→ What is asked
Update the entries from the line containing "trace white wedding dress, every instance" down through the end of the entries, replacing "white wedding dress" with "bridal gown" and leaving everything else unchanged. Give only those lines.

→ Provided records
— BEGIN —
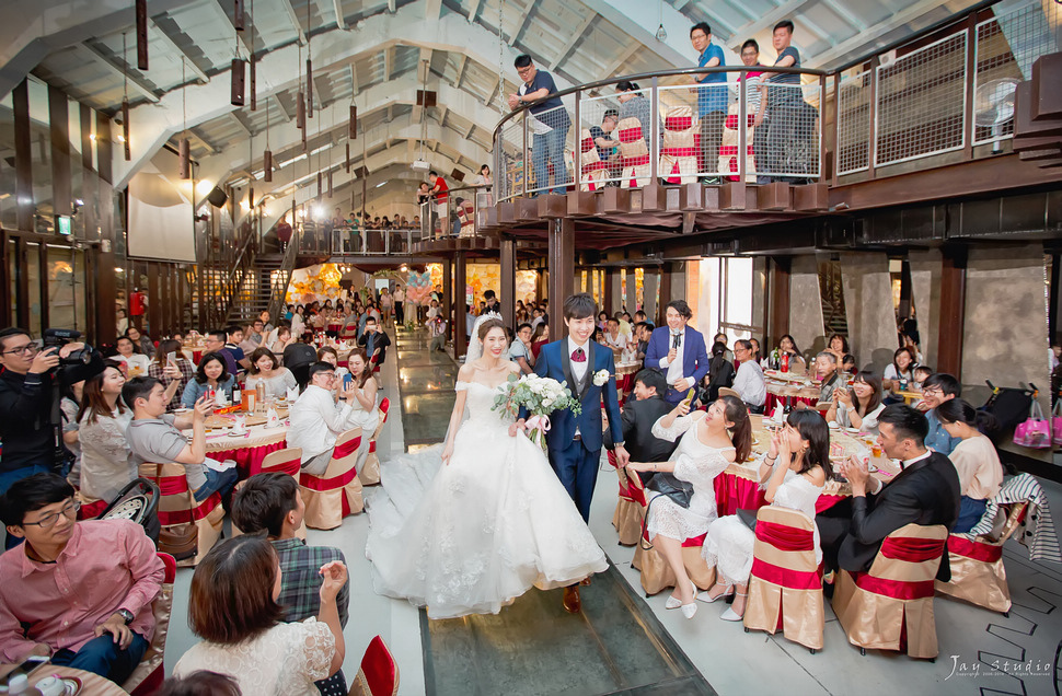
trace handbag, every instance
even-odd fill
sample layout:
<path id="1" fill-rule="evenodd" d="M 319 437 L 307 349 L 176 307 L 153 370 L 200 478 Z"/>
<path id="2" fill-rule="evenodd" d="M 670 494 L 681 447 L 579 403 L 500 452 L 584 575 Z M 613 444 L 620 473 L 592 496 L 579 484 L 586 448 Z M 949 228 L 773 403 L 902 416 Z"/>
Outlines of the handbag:
<path id="1" fill-rule="evenodd" d="M 1014 429 L 1014 444 L 1042 450 L 1051 446 L 1051 424 L 1043 417 L 1039 402 L 1032 401 L 1029 417 Z"/>

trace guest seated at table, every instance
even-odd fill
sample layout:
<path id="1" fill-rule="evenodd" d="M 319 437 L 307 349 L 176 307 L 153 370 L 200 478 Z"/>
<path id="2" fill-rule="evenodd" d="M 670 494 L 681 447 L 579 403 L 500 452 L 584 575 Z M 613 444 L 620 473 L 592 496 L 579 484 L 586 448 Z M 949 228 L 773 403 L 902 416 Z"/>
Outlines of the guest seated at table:
<path id="1" fill-rule="evenodd" d="M 151 378 L 126 382 L 122 398 L 132 407 L 132 422 L 126 439 L 138 467 L 145 462 L 181 464 L 196 502 L 203 502 L 215 492 L 224 497 L 232 490 L 238 477 L 235 467 L 218 472 L 205 463 L 207 436 L 204 424 L 213 414 L 213 401 L 200 397 L 191 415 L 168 414 L 164 390 Z M 181 432 L 187 428 L 192 428 L 192 442 Z"/>
<path id="2" fill-rule="evenodd" d="M 171 355 L 173 356 L 172 362 L 170 360 Z M 192 364 L 192 361 L 187 360 L 181 352 L 181 344 L 173 338 L 159 341 L 159 351 L 155 352 L 154 360 L 148 366 L 148 376 L 153 376 L 165 384 L 166 393 L 173 395 L 170 405 L 166 407 L 169 410 L 181 407 L 184 390 L 195 376 L 195 371 L 196 368 Z M 172 392 L 170 391 L 171 386 L 173 387 Z"/>
<path id="3" fill-rule="evenodd" d="M 752 341 L 744 338 L 734 341 L 734 356 L 739 361 L 738 373 L 734 378 L 734 391 L 750 411 L 762 414 L 763 403 L 767 398 L 767 385 L 763 381 L 763 368 L 752 350 Z"/>
<path id="4" fill-rule="evenodd" d="M 0 498 L 8 534 L 25 540 L 0 556 L 0 660 L 42 656 L 122 684 L 154 634 L 165 569 L 139 524 L 78 522 L 80 507 L 55 474 Z"/>
<path id="5" fill-rule="evenodd" d="M 148 373 L 151 360 L 140 352 L 140 347 L 131 338 L 128 336 L 119 337 L 115 343 L 115 349 L 117 349 L 118 355 L 114 356 L 114 359 L 125 366 L 125 373 L 128 376 L 143 376 Z"/>
<path id="6" fill-rule="evenodd" d="M 953 398 L 936 407 L 936 417 L 944 429 L 959 443 L 948 459 L 959 474 L 962 498 L 959 521 L 951 530 L 962 534 L 972 530 L 984 514 L 989 498 L 1000 492 L 1003 484 L 1003 463 L 995 445 L 982 431 L 994 426 L 995 418 L 977 410 L 961 398 Z"/>
<path id="7" fill-rule="evenodd" d="M 674 440 L 658 438 L 653 426 L 671 410 L 671 404 L 663 401 L 668 383 L 657 370 L 642 370 L 634 376 L 634 388 L 620 411 L 623 424 L 623 446 L 635 462 L 667 462 L 678 446 Z M 612 430 L 604 430 L 604 448 L 613 450 Z M 639 472 L 642 483 L 653 478 L 651 472 Z"/>
<path id="8" fill-rule="evenodd" d="M 249 696 L 318 694 L 314 682 L 336 674 L 346 653 L 336 596 L 347 569 L 333 560 L 318 572 L 316 616 L 287 624 L 269 542 L 243 535 L 211 548 L 192 576 L 188 600 L 188 624 L 203 642 L 177 660 L 174 676 L 209 670 L 235 677 Z"/>
<path id="9" fill-rule="evenodd" d="M 81 442 L 81 494 L 89 499 L 114 500 L 137 474 L 126 430 L 132 409 L 122 403 L 125 375 L 108 361 L 103 372 L 85 380 L 78 411 Z"/>
<path id="10" fill-rule="evenodd" d="M 947 372 L 931 374 L 922 383 L 922 401 L 915 404 L 915 408 L 925 414 L 930 422 L 930 432 L 925 437 L 925 445 L 934 452 L 947 456 L 951 454 L 959 444 L 959 439 L 944 429 L 940 419 L 937 418 L 936 409 L 940 404 L 953 398 L 962 396 L 962 385 L 959 381 Z"/>
<path id="11" fill-rule="evenodd" d="M 830 429 L 822 416 L 809 410 L 792 411 L 786 426 L 771 438 L 771 449 L 760 464 L 760 484 L 767 503 L 797 510 L 815 520 L 815 502 L 833 474 L 830 464 Z M 708 527 L 701 555 L 716 569 L 715 587 L 697 594 L 715 602 L 731 592 L 734 605 L 719 617 L 738 622 L 744 616 L 752 573 L 755 534 L 737 514 L 719 518 Z M 819 531 L 815 530 L 815 559 L 822 560 Z"/>
<path id="12" fill-rule="evenodd" d="M 288 446 L 302 448 L 302 471 L 320 476 L 328 468 L 336 438 L 347 430 L 355 385 L 339 390 L 344 404 L 336 404 L 332 395 L 335 366 L 314 362 L 310 366 L 310 382 L 299 399 L 288 410 L 291 424 Z"/>
<path id="13" fill-rule="evenodd" d="M 653 434 L 672 442 L 680 436 L 682 439 L 667 462 L 632 461 L 627 468 L 662 472 L 669 475 L 668 483 L 673 487 L 691 491 L 686 497 L 689 507 L 684 507 L 670 496 L 654 491 L 650 486 L 646 491 L 649 496 L 646 527 L 649 541 L 674 572 L 676 588 L 668 598 L 667 607 L 681 607 L 683 616 L 693 618 L 697 611 L 694 602 L 697 590 L 682 562 L 682 542 L 701 536 L 715 521 L 715 477 L 732 462 L 749 457 L 752 451 L 749 409 L 736 396 L 724 396 L 707 411 L 692 414 L 690 406 L 681 402 L 654 424 Z"/>
<path id="14" fill-rule="evenodd" d="M 702 404 L 711 404 L 719 398 L 719 390 L 734 384 L 734 366 L 726 359 L 727 347 L 722 340 L 712 344 L 712 360 L 708 361 L 708 373 L 702 380 Z"/>
<path id="15" fill-rule="evenodd" d="M 244 534 L 264 533 L 280 562 L 280 595 L 284 620 L 303 622 L 321 611 L 321 566 L 332 561 L 346 565 L 343 552 L 331 546 L 308 546 L 295 533 L 302 526 L 305 503 L 299 484 L 279 472 L 256 474 L 232 496 L 232 522 Z M 339 625 L 347 625 L 350 582 L 336 595 Z M 346 694 L 343 671 L 316 683 L 322 694 Z"/>
<path id="16" fill-rule="evenodd" d="M 208 352 L 199 359 L 199 367 L 196 368 L 195 376 L 188 380 L 181 396 L 181 405 L 185 408 L 194 408 L 207 392 L 222 392 L 226 398 L 232 398 L 232 388 L 235 386 L 236 378 L 229 373 L 226 367 L 224 356 L 220 352 Z"/>
<path id="17" fill-rule="evenodd" d="M 833 402 L 826 419 L 842 428 L 857 428 L 859 432 L 878 432 L 878 416 L 885 410 L 881 403 L 881 382 L 873 372 L 859 372 L 852 386 L 833 391 Z"/>
<path id="18" fill-rule="evenodd" d="M 885 537 L 905 524 L 943 524 L 949 531 L 955 526 L 959 477 L 947 456 L 925 448 L 926 432 L 925 416 L 914 408 L 886 406 L 878 416 L 878 444 L 887 457 L 900 460 L 903 471 L 882 484 L 870 477 L 859 457 L 841 462 L 840 474 L 852 486 L 851 501 L 816 518 L 827 568 L 869 570 Z M 951 577 L 947 553 L 936 577 Z"/>
<path id="19" fill-rule="evenodd" d="M 263 382 L 266 385 L 266 396 L 280 398 L 287 396 L 288 390 L 299 386 L 291 370 L 280 367 L 280 360 L 268 348 L 254 349 L 247 373 L 246 388 L 253 390 L 258 382 Z"/>

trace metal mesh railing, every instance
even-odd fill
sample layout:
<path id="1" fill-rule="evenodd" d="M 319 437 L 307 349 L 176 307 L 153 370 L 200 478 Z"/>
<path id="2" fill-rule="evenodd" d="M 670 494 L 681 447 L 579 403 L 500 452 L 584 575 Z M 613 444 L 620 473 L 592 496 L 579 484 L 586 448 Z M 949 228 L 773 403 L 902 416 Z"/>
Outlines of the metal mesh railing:
<path id="1" fill-rule="evenodd" d="M 875 166 L 962 149 L 967 43 L 963 31 L 878 66 Z"/>
<path id="2" fill-rule="evenodd" d="M 838 176 L 866 171 L 870 165 L 870 80 L 861 72 L 841 80 L 838 95 Z"/>

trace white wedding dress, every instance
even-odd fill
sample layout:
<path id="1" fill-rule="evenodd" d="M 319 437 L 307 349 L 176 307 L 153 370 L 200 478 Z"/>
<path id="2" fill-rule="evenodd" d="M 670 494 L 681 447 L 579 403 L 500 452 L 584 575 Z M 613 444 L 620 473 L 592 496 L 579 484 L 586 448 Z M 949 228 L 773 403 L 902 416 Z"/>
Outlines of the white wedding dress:
<path id="1" fill-rule="evenodd" d="M 442 466 L 442 445 L 385 462 L 367 501 L 377 593 L 427 606 L 431 618 L 497 614 L 532 585 L 574 584 L 608 568 L 604 552 L 511 417 L 498 387 L 458 382 L 469 419 Z"/>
— END —
→ Exercise result
trace bridal gown, every instance
even-odd fill
sample layout:
<path id="1" fill-rule="evenodd" d="M 319 437 L 307 349 L 176 307 L 153 370 L 200 478 Z"/>
<path id="2" fill-rule="evenodd" d="M 670 494 L 681 447 L 579 403 L 500 452 L 584 575 Z M 613 444 L 620 473 L 592 496 L 579 484 L 586 448 Z M 949 228 L 773 403 L 902 416 Z"/>
Outlines of the bridal gown:
<path id="1" fill-rule="evenodd" d="M 442 466 L 442 445 L 385 462 L 367 501 L 377 593 L 427 606 L 431 618 L 497 614 L 532 585 L 574 584 L 608 568 L 604 552 L 511 417 L 498 387 L 458 382 L 469 419 Z"/>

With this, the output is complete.